Exercise prompt. Would you output the whole listing below, exactly as it reads?

---------- Information supplied ----------

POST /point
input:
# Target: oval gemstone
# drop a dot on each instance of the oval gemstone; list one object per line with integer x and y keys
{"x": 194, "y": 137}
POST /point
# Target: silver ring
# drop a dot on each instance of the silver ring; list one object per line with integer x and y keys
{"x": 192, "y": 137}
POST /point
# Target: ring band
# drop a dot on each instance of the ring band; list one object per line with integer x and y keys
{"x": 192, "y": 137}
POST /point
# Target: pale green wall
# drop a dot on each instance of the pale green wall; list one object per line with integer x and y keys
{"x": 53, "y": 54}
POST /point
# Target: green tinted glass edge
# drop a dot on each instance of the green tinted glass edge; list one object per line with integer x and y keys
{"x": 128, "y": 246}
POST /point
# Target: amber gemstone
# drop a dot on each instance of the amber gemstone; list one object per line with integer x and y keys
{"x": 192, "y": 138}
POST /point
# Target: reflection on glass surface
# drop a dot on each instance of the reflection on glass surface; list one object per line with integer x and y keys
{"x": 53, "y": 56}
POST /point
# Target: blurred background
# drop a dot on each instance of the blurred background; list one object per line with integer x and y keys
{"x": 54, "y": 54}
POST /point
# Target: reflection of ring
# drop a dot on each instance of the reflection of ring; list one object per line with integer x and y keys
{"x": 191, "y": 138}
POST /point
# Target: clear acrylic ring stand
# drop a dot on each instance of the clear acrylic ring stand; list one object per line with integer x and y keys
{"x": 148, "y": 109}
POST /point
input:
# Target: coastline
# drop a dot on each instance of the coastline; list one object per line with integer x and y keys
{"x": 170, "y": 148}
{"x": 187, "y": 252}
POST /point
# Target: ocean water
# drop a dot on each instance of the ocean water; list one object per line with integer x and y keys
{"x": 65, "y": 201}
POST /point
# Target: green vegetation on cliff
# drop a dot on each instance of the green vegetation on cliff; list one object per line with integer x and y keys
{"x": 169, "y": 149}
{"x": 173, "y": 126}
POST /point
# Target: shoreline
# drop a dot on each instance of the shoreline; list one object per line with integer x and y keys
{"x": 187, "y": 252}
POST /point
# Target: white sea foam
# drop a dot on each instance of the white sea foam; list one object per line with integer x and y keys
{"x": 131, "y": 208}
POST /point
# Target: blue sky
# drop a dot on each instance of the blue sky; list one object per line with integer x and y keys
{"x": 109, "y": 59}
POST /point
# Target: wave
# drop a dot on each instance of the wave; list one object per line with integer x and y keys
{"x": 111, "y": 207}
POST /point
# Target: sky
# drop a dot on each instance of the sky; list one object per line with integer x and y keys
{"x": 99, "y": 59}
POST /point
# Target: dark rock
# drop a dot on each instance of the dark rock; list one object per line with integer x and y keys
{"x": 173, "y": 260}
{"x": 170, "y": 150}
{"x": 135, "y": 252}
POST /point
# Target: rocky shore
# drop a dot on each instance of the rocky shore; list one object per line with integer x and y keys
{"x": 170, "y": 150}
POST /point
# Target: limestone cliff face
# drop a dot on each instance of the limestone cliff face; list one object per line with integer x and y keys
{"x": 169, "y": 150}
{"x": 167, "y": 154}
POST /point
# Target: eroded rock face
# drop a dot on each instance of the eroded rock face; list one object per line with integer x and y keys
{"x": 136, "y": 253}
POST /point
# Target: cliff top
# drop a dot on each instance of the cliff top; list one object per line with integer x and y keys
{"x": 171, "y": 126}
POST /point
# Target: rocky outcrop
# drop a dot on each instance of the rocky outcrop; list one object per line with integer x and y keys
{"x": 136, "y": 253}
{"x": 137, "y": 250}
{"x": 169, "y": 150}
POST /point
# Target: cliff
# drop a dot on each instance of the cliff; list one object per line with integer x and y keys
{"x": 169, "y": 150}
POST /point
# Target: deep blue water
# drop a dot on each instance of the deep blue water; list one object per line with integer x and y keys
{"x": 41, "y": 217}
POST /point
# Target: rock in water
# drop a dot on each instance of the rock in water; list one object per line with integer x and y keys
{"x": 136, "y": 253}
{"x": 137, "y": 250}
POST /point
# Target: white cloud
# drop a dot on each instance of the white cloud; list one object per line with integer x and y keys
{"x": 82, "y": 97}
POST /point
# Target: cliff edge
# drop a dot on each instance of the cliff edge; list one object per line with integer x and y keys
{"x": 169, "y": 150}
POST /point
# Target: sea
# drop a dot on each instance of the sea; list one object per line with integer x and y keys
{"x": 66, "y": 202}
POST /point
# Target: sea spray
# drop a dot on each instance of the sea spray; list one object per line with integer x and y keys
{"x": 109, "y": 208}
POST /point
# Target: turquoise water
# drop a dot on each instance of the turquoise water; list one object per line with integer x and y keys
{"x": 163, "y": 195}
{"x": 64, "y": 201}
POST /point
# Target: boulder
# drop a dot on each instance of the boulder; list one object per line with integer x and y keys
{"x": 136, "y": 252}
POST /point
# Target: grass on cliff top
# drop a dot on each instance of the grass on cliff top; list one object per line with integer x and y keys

----------

Written answer.
POST /point
input:
# Target: oval gemstone
# drop a dot on each instance of the oval gemstone; list one object per line with integer x and y keys
{"x": 194, "y": 137}
POST /point
# Target: silver ring
# drop a dot on each instance of the silver ring; list one object per line with integer x and y keys
{"x": 192, "y": 137}
POST /point
# Target: ring band
# drop a dot on each instance of the ring band; list one object per line with integer x and y keys
{"x": 192, "y": 137}
POST /point
# Target: pale green wall
# drop a dot on each instance of the pale green wall; list one object per line with integer x and y keys
{"x": 53, "y": 54}
POST /point
# Target: green tinted glass edge
# drop a dot on each instance of the green tinted glass edge; list one object per line with integer x and y keys
{"x": 128, "y": 246}
POST /point
# Target: amber gemstone
# drop a dot on each instance of the amber gemstone; list one object per line with integer x and y keys
{"x": 192, "y": 138}
POST /point
# Target: reflection on glass surface
# drop a dot on each instance of the reflection on glass surface; list one object per line with integer x and y keys
{"x": 53, "y": 56}
POST /point
# Target: blurred background
# drop a dot on each instance of the blurred background; list one object per line with integer x and y keys
{"x": 54, "y": 54}
POST /point
# Target: reflection of ring
# drop a dot on each instance of the reflection of ring; list one object per line with integer x and y keys
{"x": 191, "y": 138}
POST /point
# Target: clear acrylic ring stand
# drop a dot on each instance of the clear acrylic ring stand; list one object per line with integer x and y keys
{"x": 148, "y": 109}
POST /point
input:
# Target: coastline
# drop a dot on each instance of the coastline; list one object per line with integer x and y keys
{"x": 170, "y": 148}
{"x": 187, "y": 252}
POST /point
# Target: ocean water
# drop a dot on each instance of the ocean water; list one object per line with integer x and y keys
{"x": 65, "y": 201}
POST /point
# Target: green vegetation on cliff
# drop a dot on each instance of the green vegetation on cliff; list one object per line with integer x and y keys
{"x": 169, "y": 149}
{"x": 173, "y": 126}
POST /point
# Target: shoreline
# drop a dot on each instance of the shoreline; list one object per line with integer x and y keys
{"x": 187, "y": 252}
POST /point
# Target: white sea foam
# drop a dot on each instance of the white sea foam; list one object per line with integer x and y keys
{"x": 131, "y": 208}
POST /point
# Target: blue sky
# drop a dot on each instance of the blue sky; list one object per line with integer x and y keys
{"x": 109, "y": 59}
POST /point
# Target: wave
# drop a dot on each instance of the wave; list one object per line with integer x and y keys
{"x": 111, "y": 207}
POST /point
# Target: sky
# drop a dot on each instance of the sky; list one object per line with integer x and y keys
{"x": 99, "y": 59}
POST /point
# Target: dark rock
# drop a dot on each instance of the dark rock; list one object per line with integer x and y keys
{"x": 173, "y": 260}
{"x": 170, "y": 150}
{"x": 135, "y": 252}
POST /point
# Target: rocky shore
# drop a dot on each instance of the rocky shore; list one object per line with integer x and y keys
{"x": 170, "y": 150}
POST /point
# Target: limestone cliff face
# drop a dot on each instance of the limestone cliff face; list one object per line with integer x and y keys
{"x": 169, "y": 150}
{"x": 167, "y": 154}
POST /point
# Target: eroded rock face
# drop a dot on each instance of the eroded rock face; list one object per line with integer x and y keys
{"x": 136, "y": 253}
POST /point
# Target: cliff top
# drop a dot on each instance of the cliff top; list one object per line with integer x and y keys
{"x": 171, "y": 126}
POST /point
# Target: rocky outcrop
# drop a dot on each instance of the rocky outcrop; list one object per line with integer x and y keys
{"x": 136, "y": 253}
{"x": 137, "y": 250}
{"x": 169, "y": 150}
POST /point
# Target: cliff
# drop a dot on each instance of the cliff; list one object per line with integer x and y keys
{"x": 169, "y": 150}
POST /point
# Target: deep blue water
# drop a dot on each instance of the deep blue water; list one object per line with integer x and y keys
{"x": 41, "y": 217}
POST /point
# Target: rock in water
# drop a dot on each instance of the rock in water; list one object per line with integer x and y keys
{"x": 136, "y": 253}
{"x": 137, "y": 250}
POST /point
# Target: white cloud
# drop a dot on each instance of the white cloud; list one object per line with integer x and y keys
{"x": 82, "y": 97}
POST /point
# Target: cliff edge
# drop a dot on each instance of the cliff edge; list one object per line with integer x and y keys
{"x": 169, "y": 150}
POST /point
# Target: sea
# drop a dot on each instance of the sea; list one object per line with integer x and y keys
{"x": 66, "y": 202}
POST /point
# Target: sea spray
# drop a dot on each instance of the sea spray; list one object per line with integer x and y keys
{"x": 109, "y": 208}
POST /point
# Target: turquoise water
# drop a dot on each instance of the turquoise water; list one object per line with integer x and y keys
{"x": 163, "y": 195}
{"x": 64, "y": 201}
POST /point
# Target: boulder
# drop a dot on each instance of the boulder; list one object per line with integer x and y keys
{"x": 136, "y": 252}
POST /point
# Target: grass on cliff top
# drop a dot on each instance of the grass on cliff top; list one object per line with integer x and y keys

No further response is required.